The paper, ‘Residential Segregation and Unequal Access to Local Public Services in India: Evidence from 1.5m Neighbourhoods’, used data from the Socioeconomic and Caste Census 2012 and the Economic Census. It found that 26% of the Muslim population lives in neighbourhoods with over 80% Muslim population; and 17% of the SCs live in neighbourhoods with over 80% SC population.
“Levels of urban segregation in India are comparable to Black/White segregation in the United States. Within cities, public facilities and public infrastructure are systematically allocated away from neighbourhoods where many Muslims and Schedules Castes live. Nearly all of the regressive allocation is across neighbourhoods within cities—at the most informal and least studied form of government,” the paper stated.
The paper, which covered 1.5 million neighbourhoods in cities and villages, found that since the government targets extra public services in districts with many SCs, the disadvantages in terms of access to services for SC “have closed or even reversed” if seen at a district-level.
“But within districts, if those services are delivered entirely to high-status neighbourhoods, marginalised groups’ access to services could be very different from what the district analysis suggests,” the paper states.
The authors wrote that neighbourhoods, where marginalised groups reside, have less access to services like primary and secondary schools, healthcare, piped water supply, electricity and covered drains.
“The magnitude of the disparities is large. For example, compared with a 0% Muslim neighbourhood, a 100% Muslim neighbourhood in the same city is 10% less likely to have piped water infrastructure and only half as likely to have a secondary school,” the paper said.

= MATERIAL SUPPLIED =

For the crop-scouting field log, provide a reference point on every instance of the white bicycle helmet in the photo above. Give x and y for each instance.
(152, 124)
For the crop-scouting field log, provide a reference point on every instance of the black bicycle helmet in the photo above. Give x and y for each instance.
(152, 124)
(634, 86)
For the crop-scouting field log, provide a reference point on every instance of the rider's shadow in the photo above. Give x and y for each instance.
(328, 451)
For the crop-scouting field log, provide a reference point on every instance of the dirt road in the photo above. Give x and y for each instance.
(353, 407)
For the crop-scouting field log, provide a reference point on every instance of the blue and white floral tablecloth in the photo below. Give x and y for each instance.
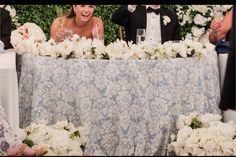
(128, 106)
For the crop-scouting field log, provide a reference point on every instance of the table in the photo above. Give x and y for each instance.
(9, 87)
(129, 107)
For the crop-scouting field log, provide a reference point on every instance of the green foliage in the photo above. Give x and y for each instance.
(43, 16)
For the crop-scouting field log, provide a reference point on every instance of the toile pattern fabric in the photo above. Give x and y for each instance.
(129, 107)
(6, 131)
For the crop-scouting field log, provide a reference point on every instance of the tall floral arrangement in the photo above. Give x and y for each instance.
(27, 37)
(203, 135)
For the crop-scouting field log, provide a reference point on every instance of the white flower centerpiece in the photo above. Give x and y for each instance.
(198, 18)
(62, 138)
(203, 135)
(12, 11)
(27, 38)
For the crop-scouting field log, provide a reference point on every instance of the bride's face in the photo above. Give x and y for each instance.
(84, 12)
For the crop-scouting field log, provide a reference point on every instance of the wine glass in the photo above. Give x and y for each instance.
(140, 36)
(96, 34)
(68, 33)
(60, 15)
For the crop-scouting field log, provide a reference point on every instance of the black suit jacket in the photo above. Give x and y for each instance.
(138, 19)
(227, 100)
(5, 32)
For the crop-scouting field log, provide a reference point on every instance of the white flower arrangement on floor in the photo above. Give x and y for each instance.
(62, 138)
(203, 135)
(29, 38)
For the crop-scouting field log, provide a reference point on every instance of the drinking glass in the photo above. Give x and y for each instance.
(60, 14)
(140, 36)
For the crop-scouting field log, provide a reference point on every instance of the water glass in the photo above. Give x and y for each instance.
(68, 33)
(140, 35)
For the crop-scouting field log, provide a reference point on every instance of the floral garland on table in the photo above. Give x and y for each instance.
(62, 138)
(203, 135)
(198, 18)
(29, 38)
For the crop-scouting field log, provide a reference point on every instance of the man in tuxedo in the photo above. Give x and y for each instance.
(5, 32)
(160, 23)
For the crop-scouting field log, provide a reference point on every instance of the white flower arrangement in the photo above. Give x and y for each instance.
(204, 135)
(166, 20)
(83, 48)
(27, 37)
(13, 15)
(199, 17)
(62, 138)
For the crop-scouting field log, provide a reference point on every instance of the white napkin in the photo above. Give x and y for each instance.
(1, 47)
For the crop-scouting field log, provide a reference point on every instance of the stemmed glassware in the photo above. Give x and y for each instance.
(140, 36)
(67, 31)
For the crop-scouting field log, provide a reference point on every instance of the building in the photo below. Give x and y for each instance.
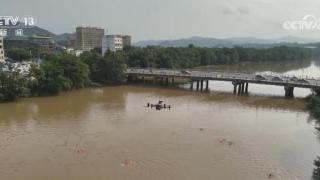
(88, 38)
(1, 51)
(115, 43)
(126, 41)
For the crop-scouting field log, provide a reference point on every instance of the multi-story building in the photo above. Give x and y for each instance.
(126, 41)
(88, 38)
(1, 50)
(115, 43)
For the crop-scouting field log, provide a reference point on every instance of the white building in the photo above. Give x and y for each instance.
(1, 50)
(115, 43)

= WORK TO COMPLETE =
1. Write out the passage on urban segregation in India word for word, in full.
2. Gather every line of the listing that contains the word "bicycle".
The passage on urban segregation in India has no connection to the listing.

= ANSWERS FOR THE EXERCISE =
1.
The paper, ‘Residential Segregation and Unequal Access to Local Public Services in India: Evidence from 1.5m Neighbourhoods’, used data from the Socioeconomic and Caste Census 2012 and the Economic Census. It found that 26% of the Muslim population lives in neighbourhoods with over 80% Muslim population; and 17% of the SCs live in neighbourhoods with over 80% SC population.
“Levels of urban segregation in India are comparable to Black/White segregation in the United States. Within cities, public facilities and public infrastructure are systematically allocated away from neighbourhoods where many Muslims and Schedules Castes live. Nearly all of the regressive allocation is across neighbourhoods within cities—at the most informal and least studied form of government,” the paper stated.
The paper, which covered 1.5 million neighbourhoods in cities and villages, found that since the government targets extra public services in districts with many SCs, the disadvantages in terms of access to services for SC “have closed or even reversed” if seen at a district-level.
“But within districts, if those services are delivered entirely to high-status neighbourhoods, marginalised groups’ access to services could be very different from what the district analysis suggests,” the paper states.
The authors wrote that neighbourhoods, where marginalised groups reside, have less access to services like primary and secondary schools, healthcare, piped water supply, electricity and covered drains.
“The magnitude of the disparities is large. For example, compared with a 0% Muslim neighbourhood, a 100% Muslim neighbourhood in the same city is 10% less likely to have piped water infrastructure and only half as likely to have a secondary school,” the paper said.

2.
For the crop-scouting field log, provide a reference point on every instance of the white bicycle helmet in the photo above. Give x and y for each instance.
For the crop-scouting field log, provide a reference point on every instance of the black bicycle helmet in the photo above. Give x and y for each instance.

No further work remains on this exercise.